**Material for this exercise:**

================================

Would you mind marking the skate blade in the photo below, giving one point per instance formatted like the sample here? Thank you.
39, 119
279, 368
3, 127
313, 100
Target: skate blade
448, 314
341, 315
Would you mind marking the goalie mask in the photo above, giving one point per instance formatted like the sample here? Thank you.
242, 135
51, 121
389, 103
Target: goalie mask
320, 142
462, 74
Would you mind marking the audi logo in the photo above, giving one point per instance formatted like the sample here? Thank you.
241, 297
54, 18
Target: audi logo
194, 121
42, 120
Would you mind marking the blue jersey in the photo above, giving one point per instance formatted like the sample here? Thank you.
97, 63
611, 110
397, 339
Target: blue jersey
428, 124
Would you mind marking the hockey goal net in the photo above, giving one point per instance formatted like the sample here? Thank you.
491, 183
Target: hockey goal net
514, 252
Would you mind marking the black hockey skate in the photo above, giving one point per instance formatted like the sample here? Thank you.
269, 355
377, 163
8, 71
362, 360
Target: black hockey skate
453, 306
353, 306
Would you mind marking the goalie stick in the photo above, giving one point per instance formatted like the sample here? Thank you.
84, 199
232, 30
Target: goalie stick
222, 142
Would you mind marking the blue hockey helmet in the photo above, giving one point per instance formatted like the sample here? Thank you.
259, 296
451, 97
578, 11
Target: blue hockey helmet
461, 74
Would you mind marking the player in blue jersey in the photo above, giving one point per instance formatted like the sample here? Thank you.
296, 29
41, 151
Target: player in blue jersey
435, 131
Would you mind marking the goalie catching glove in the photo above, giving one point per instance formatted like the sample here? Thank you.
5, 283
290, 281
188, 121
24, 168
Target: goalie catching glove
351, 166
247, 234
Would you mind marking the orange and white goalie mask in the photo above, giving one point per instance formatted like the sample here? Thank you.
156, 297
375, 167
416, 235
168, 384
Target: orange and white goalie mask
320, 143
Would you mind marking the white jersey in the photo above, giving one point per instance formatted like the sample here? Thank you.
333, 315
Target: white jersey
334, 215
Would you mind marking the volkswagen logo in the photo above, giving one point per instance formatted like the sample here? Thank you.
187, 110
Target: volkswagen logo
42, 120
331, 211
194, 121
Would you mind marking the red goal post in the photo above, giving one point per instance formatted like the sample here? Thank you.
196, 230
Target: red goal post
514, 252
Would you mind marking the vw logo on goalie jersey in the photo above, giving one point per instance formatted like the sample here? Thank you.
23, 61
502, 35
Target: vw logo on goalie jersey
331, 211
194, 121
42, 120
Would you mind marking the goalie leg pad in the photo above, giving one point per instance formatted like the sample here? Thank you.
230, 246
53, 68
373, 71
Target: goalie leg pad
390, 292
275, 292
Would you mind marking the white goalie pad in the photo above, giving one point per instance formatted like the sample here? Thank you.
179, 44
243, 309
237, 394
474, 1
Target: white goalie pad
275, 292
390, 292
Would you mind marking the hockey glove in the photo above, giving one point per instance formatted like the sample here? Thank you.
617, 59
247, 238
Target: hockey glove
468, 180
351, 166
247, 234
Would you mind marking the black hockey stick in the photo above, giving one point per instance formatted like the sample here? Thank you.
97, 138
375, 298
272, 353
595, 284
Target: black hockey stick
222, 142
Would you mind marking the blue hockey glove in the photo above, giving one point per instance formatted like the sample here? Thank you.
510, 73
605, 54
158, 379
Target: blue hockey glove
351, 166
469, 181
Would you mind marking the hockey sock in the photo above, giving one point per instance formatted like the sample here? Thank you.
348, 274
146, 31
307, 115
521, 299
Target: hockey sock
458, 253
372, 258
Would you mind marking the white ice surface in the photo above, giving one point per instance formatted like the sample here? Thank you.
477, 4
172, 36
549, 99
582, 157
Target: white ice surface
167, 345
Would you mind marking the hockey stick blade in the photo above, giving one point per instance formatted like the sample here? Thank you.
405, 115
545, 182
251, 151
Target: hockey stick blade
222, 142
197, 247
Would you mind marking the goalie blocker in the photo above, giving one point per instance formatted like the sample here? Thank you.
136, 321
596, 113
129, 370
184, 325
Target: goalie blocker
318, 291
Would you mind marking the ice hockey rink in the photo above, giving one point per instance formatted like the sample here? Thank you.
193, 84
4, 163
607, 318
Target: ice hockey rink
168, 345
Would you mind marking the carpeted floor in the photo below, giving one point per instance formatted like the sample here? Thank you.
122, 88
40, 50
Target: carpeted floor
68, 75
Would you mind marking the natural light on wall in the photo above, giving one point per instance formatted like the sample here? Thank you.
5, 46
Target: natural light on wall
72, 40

================================

**What to produce:** Scan the records for the string "below" and show every line that contains it.

**Exercise answer:**
Would you mind marking the skate blade in the photo below, giving one point per instance formatted like the sample here? Thank you.
Would you mind marking the carpeted floor in the photo below, giving one point per instance formatted like the sample here? Thank you.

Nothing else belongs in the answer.